begin Material for the task

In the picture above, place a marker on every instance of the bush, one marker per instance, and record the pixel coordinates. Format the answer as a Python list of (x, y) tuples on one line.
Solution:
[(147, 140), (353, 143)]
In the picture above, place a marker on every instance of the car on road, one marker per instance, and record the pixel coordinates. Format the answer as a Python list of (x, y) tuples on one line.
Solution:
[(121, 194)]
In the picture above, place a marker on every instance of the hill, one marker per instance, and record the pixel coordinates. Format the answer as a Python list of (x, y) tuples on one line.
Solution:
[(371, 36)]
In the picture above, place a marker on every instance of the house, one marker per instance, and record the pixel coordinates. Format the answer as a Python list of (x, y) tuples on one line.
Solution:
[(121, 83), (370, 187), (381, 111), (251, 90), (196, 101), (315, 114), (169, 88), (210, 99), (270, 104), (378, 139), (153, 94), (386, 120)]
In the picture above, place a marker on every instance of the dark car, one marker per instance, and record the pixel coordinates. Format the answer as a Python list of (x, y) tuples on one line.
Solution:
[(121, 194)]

end Material for the task

Task: Copy the entire listing above line for line, increasing every coordinate value by 132.

Result of this exercise:
In the picture above, place a marker on every instance of the bush, one marker per instance, and record the pixel coordinates. Format the answer as a Python list of (x, y) tuples on one line.
Solution:
[(279, 272), (485, 275)]
In the picture above, place a marker on every instance of the car on road, one marker per instance, and record the pixel coordinates. Format the answer as a Python list of (x, y) tuples on one line.
Solution:
[(253, 326)]
In the picture above, place a marker on every instance of the hill, one marker per instance, and record the pixel coordinates. Format the answer as a Python list of (x, y) tuples on one line.
Solution:
[(503, 168)]
In the picture above, place a marker on every instance of the house, one marker per instance, and record the pixel coordinates. Format the answer as a Python list of (x, y) tuples on one line.
Solution:
[(253, 215), (502, 319), (513, 243), (383, 222), (328, 233), (447, 246), (301, 220), (342, 231), (402, 236), (510, 271), (285, 226), (518, 252)]
In the picture above, place a marker on every instance of the dark car, one marker per instance, and record the pixel coordinates. Format the answer as a Python list of (x, y) tuples on one line.
Solution:
[(253, 326)]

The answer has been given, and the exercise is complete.